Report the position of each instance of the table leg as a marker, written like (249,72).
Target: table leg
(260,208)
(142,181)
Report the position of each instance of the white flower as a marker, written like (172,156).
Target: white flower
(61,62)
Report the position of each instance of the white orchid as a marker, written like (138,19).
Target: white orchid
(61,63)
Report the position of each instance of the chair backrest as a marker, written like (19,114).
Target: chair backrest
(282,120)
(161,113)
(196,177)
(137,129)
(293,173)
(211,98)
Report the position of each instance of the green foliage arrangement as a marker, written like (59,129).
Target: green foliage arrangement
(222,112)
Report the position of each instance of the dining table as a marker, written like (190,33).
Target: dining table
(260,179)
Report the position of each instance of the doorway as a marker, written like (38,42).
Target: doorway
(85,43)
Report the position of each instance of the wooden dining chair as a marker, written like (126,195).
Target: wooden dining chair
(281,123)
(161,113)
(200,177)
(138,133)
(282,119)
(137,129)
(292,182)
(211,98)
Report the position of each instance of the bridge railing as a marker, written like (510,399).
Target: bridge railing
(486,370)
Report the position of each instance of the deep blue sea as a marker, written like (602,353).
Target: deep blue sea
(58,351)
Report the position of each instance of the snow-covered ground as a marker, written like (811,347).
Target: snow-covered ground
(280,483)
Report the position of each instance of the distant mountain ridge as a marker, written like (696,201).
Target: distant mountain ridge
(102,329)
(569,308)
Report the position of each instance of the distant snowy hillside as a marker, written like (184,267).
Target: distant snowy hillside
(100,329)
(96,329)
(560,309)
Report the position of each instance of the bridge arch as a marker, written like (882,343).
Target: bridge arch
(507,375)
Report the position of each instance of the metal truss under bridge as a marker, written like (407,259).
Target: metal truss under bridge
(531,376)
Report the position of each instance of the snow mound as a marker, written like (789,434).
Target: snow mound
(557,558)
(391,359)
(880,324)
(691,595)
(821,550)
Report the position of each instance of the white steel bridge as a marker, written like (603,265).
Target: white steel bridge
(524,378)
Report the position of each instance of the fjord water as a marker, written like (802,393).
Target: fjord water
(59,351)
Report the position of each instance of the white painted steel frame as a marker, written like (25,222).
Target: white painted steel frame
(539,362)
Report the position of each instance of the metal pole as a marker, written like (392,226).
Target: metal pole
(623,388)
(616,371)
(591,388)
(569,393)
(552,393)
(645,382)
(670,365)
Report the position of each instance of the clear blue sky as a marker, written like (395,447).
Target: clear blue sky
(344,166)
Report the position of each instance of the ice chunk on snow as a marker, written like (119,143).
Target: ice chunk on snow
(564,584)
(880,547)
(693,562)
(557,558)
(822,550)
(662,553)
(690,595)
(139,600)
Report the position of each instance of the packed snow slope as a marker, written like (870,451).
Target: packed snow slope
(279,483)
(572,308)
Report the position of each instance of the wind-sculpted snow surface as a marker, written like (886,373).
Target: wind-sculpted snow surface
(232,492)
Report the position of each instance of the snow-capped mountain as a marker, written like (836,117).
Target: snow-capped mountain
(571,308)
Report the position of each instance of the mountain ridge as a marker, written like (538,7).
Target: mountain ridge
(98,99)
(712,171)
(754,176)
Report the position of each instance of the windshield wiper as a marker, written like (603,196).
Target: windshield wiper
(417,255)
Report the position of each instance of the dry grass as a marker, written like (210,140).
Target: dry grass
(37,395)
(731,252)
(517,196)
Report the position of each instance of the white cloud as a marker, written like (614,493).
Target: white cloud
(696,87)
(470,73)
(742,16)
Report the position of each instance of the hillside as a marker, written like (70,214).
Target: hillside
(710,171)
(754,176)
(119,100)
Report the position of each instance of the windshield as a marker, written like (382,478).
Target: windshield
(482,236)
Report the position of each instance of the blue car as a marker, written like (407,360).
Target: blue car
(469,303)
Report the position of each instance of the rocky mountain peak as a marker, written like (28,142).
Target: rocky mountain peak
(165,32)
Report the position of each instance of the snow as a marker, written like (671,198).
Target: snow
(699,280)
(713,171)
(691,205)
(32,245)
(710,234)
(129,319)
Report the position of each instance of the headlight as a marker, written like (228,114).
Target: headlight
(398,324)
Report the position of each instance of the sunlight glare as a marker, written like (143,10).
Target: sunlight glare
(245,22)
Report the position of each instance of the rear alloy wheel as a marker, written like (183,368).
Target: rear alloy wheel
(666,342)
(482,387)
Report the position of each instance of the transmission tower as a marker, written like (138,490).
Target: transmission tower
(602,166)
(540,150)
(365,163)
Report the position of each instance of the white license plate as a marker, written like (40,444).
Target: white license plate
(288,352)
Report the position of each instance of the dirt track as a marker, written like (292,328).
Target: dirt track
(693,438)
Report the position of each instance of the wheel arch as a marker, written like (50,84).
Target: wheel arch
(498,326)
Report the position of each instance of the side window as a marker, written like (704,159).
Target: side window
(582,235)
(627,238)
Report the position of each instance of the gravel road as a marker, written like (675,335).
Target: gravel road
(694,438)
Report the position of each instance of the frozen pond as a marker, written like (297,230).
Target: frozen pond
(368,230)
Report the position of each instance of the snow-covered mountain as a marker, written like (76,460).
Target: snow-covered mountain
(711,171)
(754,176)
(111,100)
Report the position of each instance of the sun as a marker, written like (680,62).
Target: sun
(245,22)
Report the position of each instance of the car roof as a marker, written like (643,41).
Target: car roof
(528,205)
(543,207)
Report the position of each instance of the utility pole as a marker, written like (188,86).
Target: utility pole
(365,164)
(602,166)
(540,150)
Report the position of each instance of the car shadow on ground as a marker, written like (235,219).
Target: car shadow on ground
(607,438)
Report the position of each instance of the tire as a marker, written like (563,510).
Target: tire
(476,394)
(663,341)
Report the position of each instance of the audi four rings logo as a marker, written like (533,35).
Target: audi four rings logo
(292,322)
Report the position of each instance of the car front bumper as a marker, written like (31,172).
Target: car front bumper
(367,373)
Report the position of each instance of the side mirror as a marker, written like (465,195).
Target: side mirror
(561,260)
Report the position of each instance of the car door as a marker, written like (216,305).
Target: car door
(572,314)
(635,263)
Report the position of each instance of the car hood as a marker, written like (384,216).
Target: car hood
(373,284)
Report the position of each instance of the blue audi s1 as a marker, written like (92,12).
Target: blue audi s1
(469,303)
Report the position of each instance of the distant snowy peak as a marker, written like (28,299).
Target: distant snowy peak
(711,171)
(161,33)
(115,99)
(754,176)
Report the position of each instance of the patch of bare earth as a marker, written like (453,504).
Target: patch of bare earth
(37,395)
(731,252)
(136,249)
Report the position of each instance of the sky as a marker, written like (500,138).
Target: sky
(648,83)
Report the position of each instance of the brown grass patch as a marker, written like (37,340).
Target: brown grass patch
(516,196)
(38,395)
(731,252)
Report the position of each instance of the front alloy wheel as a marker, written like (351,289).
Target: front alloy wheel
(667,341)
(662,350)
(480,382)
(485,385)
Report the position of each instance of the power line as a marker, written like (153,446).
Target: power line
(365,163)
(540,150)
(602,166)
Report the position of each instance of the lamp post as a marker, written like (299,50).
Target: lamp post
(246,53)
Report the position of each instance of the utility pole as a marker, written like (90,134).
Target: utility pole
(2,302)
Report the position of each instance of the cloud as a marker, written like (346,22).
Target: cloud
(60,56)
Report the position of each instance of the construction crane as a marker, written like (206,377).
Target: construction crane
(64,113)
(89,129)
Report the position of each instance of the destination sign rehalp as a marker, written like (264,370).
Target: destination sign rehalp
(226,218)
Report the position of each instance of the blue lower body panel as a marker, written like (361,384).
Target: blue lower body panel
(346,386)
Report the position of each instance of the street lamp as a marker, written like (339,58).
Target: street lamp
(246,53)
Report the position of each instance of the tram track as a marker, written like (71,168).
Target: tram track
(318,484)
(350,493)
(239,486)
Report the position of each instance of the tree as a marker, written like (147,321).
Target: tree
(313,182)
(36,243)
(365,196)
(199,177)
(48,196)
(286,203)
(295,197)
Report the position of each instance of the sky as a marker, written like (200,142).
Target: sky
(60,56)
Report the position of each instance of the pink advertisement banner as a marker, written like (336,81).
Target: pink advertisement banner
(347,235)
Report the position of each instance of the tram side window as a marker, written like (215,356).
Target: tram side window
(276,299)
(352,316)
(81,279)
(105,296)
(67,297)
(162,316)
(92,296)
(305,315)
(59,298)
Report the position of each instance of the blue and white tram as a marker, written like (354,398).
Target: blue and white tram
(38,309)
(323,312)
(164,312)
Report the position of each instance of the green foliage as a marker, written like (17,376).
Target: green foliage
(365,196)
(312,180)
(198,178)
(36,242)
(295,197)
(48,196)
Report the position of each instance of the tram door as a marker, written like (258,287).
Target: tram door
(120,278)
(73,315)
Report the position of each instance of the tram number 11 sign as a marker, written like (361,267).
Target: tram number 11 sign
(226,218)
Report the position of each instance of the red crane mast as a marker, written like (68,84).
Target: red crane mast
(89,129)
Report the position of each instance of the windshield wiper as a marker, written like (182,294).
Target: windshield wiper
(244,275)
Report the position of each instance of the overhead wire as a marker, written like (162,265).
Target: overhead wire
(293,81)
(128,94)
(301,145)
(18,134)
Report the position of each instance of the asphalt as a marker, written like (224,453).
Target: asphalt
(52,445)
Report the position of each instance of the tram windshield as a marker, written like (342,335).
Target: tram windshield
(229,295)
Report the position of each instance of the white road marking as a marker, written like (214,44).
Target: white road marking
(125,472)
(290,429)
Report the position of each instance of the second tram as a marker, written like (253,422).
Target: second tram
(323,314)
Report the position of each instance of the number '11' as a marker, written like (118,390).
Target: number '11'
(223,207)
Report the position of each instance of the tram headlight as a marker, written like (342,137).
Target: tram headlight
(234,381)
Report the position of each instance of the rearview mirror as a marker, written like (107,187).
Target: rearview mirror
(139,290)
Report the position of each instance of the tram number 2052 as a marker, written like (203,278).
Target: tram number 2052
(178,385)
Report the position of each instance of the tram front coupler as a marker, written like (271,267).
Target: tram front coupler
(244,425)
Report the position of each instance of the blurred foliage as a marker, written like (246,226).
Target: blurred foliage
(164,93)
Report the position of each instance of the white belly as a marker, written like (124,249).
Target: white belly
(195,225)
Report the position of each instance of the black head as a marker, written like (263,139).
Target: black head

Work to be completed:
Scan the lines above for "black", then copy every one that has it.

Exercise output:
Report the position of each instance of the black head as a marker, written like (263,139).
Target: black head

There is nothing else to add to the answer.